§ **Work to do**: Count the lines in the records below that contain the word "fingers". Give only that number.

─── Data shown

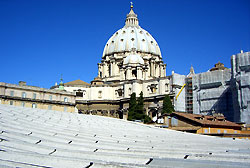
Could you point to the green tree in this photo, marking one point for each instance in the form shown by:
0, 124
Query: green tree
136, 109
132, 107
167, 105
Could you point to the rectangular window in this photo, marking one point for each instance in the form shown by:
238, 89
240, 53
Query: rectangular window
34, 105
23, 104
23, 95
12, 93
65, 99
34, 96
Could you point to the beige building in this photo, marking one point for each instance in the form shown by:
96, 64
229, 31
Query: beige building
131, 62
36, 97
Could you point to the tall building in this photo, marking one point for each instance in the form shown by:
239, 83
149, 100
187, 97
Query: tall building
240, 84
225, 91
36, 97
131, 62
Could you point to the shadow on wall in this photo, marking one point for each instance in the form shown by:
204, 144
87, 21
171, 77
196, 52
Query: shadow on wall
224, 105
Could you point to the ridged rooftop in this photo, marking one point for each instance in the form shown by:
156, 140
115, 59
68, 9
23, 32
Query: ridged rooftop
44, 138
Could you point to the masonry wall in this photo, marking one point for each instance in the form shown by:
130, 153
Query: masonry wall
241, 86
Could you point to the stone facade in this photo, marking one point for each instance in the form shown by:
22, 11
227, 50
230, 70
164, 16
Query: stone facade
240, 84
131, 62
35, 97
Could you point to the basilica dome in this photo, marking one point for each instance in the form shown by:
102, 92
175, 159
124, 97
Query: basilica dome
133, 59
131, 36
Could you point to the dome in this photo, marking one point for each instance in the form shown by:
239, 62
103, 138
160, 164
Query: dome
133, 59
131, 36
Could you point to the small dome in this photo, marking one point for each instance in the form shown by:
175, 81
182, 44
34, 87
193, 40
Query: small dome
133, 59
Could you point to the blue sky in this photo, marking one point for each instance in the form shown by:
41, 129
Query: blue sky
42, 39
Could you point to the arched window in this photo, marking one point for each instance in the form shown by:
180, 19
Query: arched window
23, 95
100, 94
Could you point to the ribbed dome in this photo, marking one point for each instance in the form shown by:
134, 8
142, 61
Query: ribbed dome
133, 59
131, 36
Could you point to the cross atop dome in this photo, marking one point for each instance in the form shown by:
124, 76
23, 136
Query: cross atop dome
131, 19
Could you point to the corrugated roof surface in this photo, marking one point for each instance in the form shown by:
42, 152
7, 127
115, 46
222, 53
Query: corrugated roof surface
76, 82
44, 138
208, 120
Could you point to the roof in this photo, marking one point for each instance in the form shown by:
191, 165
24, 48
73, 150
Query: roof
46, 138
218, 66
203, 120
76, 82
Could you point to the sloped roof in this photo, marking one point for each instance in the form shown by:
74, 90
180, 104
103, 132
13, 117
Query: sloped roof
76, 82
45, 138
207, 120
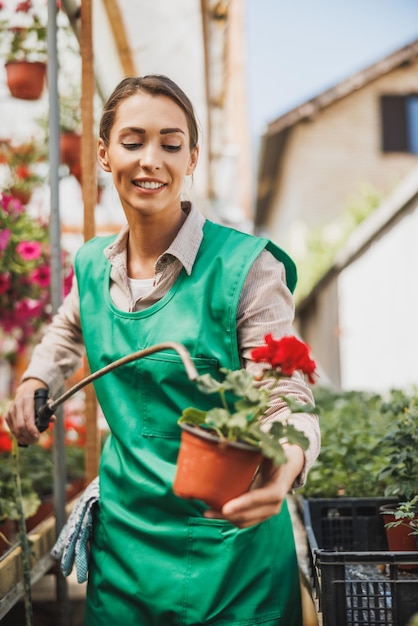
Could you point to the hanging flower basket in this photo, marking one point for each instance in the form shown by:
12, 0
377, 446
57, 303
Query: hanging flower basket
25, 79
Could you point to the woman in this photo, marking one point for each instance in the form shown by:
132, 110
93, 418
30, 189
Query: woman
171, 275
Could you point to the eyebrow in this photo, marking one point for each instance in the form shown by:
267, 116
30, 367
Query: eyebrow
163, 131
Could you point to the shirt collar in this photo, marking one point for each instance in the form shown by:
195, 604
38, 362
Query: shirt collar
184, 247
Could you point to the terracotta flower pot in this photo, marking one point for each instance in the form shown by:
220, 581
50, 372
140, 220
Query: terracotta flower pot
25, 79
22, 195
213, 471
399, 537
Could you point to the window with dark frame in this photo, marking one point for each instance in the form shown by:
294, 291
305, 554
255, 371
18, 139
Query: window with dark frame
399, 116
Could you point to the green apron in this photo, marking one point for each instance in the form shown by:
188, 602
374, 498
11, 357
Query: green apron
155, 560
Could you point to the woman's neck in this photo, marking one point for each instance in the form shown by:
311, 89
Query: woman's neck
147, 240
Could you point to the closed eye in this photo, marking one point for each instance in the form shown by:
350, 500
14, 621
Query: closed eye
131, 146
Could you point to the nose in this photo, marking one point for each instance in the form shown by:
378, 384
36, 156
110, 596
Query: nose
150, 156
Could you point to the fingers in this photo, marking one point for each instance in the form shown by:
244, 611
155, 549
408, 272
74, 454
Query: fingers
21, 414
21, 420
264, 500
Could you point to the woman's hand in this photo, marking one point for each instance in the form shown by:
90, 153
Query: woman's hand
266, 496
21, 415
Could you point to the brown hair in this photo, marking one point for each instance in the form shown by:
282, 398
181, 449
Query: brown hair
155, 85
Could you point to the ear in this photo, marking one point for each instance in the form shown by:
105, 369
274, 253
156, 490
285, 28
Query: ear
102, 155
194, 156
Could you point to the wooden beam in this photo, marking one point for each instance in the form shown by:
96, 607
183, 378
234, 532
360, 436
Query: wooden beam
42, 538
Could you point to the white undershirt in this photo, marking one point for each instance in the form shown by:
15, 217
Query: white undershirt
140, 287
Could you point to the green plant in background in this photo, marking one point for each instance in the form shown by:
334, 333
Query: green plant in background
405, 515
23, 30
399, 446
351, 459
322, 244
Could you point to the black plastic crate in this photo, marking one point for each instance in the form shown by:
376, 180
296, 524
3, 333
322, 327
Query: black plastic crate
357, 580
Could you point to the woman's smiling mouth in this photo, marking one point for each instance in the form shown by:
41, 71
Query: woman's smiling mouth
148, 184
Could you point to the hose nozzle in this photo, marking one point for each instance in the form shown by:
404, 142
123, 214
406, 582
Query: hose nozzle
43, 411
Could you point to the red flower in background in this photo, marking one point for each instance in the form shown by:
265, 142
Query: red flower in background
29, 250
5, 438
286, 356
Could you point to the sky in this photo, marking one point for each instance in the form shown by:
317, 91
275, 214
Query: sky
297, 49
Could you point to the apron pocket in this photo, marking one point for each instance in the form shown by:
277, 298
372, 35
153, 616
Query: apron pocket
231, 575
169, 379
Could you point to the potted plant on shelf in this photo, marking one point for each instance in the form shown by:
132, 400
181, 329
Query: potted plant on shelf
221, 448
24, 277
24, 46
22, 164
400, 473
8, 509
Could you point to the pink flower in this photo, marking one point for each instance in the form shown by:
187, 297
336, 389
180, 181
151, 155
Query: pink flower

──────
─── Data shown

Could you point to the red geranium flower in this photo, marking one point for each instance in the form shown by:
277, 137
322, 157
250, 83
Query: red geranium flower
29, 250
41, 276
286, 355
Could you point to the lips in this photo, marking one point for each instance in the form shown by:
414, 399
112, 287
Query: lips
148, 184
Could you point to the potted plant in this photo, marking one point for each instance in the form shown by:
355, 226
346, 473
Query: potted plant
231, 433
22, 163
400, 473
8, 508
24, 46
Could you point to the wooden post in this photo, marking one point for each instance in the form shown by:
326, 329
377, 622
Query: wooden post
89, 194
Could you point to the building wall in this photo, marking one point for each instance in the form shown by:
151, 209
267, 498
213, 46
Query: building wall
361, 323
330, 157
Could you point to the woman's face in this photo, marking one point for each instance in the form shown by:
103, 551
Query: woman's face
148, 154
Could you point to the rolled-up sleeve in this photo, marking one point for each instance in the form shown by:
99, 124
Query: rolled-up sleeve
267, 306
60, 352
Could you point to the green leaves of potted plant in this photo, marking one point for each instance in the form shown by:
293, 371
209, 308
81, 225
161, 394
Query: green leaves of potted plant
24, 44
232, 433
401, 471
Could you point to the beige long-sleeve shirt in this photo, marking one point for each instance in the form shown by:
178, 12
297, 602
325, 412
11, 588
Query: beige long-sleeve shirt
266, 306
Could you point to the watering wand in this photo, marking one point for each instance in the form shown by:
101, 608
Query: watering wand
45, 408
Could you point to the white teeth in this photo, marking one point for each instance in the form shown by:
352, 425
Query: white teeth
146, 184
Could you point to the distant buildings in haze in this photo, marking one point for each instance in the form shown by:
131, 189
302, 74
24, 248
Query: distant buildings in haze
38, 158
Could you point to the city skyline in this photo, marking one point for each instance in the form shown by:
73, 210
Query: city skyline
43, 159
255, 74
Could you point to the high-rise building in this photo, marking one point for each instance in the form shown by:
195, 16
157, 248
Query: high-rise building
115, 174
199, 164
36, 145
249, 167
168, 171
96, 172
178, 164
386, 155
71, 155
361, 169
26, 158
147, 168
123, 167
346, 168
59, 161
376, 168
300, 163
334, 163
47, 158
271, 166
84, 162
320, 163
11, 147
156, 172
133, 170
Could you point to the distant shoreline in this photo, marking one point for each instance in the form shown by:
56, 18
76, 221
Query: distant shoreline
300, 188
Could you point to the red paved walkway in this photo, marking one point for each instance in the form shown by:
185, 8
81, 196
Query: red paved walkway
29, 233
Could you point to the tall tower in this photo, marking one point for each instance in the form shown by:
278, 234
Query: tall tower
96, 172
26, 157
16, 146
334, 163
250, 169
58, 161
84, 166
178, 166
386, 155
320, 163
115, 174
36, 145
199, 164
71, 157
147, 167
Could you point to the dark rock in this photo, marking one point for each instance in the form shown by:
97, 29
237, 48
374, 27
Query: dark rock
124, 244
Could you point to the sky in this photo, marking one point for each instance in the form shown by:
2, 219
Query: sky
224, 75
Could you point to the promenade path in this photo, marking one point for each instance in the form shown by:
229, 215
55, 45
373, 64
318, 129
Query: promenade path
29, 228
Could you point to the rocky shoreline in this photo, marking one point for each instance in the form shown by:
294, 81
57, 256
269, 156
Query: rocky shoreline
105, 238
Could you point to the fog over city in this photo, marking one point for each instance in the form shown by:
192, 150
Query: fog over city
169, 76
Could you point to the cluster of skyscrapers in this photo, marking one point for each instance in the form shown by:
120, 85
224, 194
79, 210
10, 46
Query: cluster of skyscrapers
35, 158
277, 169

──────
─── Data shown

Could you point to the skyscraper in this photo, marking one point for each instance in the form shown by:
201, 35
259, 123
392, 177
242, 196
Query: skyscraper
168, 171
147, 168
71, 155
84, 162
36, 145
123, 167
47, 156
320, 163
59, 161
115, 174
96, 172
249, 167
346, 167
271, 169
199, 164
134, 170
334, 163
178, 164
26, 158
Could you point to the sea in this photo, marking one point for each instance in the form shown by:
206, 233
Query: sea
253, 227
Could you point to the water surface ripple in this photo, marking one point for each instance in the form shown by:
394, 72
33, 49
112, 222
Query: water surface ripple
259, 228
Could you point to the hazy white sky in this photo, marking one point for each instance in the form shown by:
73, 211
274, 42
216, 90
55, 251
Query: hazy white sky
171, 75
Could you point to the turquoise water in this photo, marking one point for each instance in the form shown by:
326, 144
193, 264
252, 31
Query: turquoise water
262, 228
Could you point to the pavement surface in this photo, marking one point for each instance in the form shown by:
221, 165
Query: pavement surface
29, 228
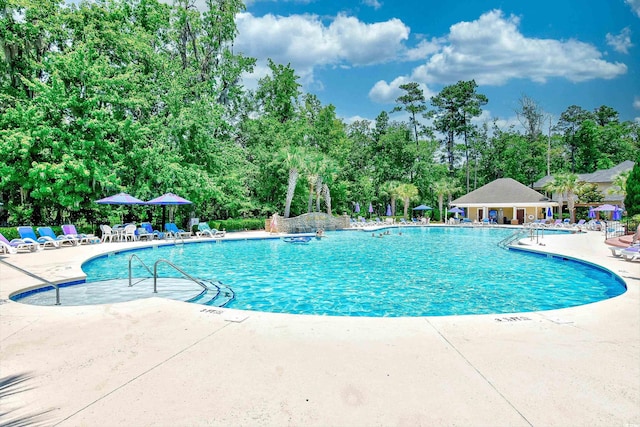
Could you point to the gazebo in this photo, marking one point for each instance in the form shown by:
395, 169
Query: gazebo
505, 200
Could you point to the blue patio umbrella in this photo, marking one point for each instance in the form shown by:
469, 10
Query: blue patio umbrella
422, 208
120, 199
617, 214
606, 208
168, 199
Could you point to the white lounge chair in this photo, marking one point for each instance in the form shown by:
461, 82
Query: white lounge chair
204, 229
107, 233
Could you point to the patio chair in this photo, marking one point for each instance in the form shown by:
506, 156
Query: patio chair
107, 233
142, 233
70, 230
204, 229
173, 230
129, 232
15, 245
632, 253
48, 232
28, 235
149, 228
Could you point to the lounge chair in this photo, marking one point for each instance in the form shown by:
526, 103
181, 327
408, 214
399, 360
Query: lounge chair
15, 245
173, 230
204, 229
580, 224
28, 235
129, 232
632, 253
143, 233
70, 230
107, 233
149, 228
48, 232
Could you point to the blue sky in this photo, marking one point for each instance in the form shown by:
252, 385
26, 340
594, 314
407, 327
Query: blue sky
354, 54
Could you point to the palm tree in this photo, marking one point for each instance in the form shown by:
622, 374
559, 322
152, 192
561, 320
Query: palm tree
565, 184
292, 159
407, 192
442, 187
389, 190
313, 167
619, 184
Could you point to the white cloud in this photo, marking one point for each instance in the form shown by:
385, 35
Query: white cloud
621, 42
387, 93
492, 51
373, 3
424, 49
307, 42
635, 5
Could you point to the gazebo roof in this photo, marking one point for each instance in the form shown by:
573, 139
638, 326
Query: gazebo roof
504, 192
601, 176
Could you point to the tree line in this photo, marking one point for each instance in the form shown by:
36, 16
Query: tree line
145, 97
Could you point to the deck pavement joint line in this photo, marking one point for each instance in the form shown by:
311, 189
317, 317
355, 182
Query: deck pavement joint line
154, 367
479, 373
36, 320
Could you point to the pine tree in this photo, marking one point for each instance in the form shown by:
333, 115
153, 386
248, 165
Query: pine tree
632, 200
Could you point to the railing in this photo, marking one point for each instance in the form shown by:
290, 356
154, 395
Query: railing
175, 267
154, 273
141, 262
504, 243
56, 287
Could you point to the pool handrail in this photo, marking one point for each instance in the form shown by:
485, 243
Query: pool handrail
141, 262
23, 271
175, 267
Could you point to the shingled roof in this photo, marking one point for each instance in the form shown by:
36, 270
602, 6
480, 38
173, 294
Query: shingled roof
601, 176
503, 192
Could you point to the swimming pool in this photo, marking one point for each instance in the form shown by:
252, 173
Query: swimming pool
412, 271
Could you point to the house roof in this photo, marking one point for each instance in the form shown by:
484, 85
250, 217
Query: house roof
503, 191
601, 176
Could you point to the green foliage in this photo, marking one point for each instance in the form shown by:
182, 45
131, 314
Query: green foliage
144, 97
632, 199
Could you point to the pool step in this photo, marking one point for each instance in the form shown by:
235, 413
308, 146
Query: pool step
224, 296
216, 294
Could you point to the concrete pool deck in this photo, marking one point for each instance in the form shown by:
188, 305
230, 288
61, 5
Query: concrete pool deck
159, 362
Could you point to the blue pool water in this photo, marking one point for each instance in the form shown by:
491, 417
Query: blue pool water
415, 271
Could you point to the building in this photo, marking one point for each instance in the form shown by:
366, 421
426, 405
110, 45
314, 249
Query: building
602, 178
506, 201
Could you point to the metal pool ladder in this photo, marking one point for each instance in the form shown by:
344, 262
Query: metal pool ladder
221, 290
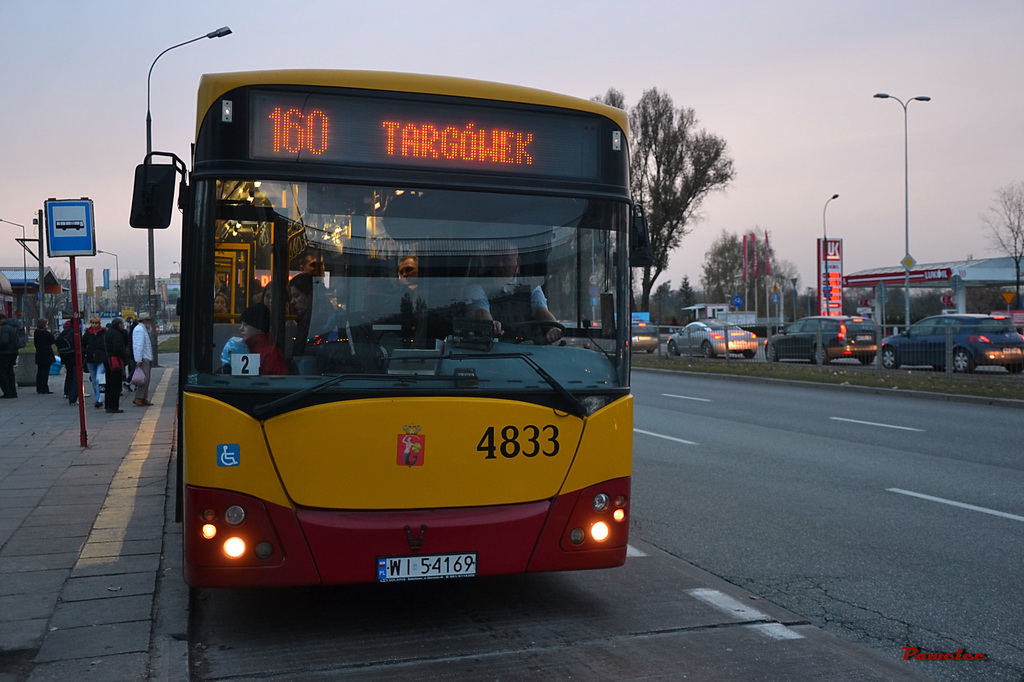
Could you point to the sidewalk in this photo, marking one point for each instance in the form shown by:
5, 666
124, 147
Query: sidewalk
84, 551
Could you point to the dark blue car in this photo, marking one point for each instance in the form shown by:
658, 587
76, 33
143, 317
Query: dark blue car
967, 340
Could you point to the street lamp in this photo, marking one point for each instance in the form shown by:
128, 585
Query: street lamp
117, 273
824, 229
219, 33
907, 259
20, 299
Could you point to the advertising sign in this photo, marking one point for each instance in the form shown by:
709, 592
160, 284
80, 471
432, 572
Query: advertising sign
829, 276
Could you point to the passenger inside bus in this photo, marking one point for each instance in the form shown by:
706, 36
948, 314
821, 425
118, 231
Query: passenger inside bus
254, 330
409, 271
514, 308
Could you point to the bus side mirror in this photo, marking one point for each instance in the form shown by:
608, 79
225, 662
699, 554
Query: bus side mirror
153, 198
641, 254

──────

§ **Final result**: 2